BEGIN Text block

Is ce->ops now the gate which was "if (!ce->state) continue" before, to 
avoid GEM_BUG_ON in execlists_context_destroy? I am wondering if this 
loop should not just be for_each_engine. Places which walk until 
I915_NUM_ENGINES should be very special and this one doesn't feel like 
one. Anyways, nothing is broken so this is just an observation.

> +			ce->ops->destroy(ce);
>   	}
>   
>   	kfree(ctx->name);
> @@ -266,6 +260,7 @@ __create_hw_context(struct drm_i915_private *dev_priv,
>   		    struct drm_i915_file_private *file_priv)
>   {
>   	struct i915_gem_context *ctx;
> +	unsigned int n;
>   	int ret;
>   
>   	ctx = kzalloc(sizeof(*ctx), GFP_KERNEL);
> @@ -283,6 +278,12 @@ __create_hw_context(struct drm_i915_private *dev_priv,
>   	ctx->i915 = dev_priv;
>   	ctx->sched.priority = I915_PRIORITY_NORMAL;
>   
> +	for (n = 0; n < ARRAY_SIZE(ctx->__engine); n++) {
> +		struct intel_context *ce = &ctx->__engine[n];
> +
> +		ce->gem_context = ctx;
> +	}

I was just saying above. :)

END Text block
BEGIN Dataset extract

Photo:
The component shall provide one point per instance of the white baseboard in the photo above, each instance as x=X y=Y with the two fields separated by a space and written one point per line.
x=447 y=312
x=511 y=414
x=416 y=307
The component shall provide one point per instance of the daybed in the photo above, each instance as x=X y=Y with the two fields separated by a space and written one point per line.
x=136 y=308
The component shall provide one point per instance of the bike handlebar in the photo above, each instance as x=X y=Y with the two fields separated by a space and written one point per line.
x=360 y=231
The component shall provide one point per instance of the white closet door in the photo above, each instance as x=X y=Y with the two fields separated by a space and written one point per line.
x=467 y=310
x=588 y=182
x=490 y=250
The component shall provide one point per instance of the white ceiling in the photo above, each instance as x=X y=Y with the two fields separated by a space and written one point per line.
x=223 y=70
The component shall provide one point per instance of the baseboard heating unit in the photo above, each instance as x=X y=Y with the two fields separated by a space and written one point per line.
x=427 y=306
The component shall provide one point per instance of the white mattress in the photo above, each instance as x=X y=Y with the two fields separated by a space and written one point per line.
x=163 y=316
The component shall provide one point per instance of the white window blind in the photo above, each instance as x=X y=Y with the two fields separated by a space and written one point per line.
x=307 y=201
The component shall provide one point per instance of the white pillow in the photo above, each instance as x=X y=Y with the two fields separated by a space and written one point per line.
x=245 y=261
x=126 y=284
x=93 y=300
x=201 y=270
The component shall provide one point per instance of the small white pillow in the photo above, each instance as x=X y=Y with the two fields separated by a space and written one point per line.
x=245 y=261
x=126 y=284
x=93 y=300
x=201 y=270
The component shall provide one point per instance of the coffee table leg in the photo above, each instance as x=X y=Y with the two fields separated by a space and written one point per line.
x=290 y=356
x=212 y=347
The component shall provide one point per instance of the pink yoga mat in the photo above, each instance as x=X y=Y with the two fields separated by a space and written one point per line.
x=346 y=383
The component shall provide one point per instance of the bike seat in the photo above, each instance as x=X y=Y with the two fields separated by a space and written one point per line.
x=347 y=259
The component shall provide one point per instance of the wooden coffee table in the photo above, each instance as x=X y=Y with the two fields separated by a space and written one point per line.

END Dataset extract

To be done: Could you reproduce the patch review above word for word, starting with "Is ce->ops now" and going on through "struct drm_i915_file_private *file_priv)"?

Problem solution:
Is ce->ops now the gate which was "if (!ce->state) continue" before, to 
avoid GEM_BUG_ON in execlists_context_destroy? I am wondering if this 
loop should not just be for_each_engine. Places which walk until 
I915_NUM_ENGINES should be very special and this one doesn't feel like 
one. Anyways, nothing is broken so this is just an observation.

> +			ce->ops->destroy(ce);
>   	}
>   
>   	kfree(ctx->name);
> @@ -266,6 +260,7 @@ __create_hw_context(struct drm_i915_private *dev_priv,
>   		    struct drm_i915_file_private *file_priv)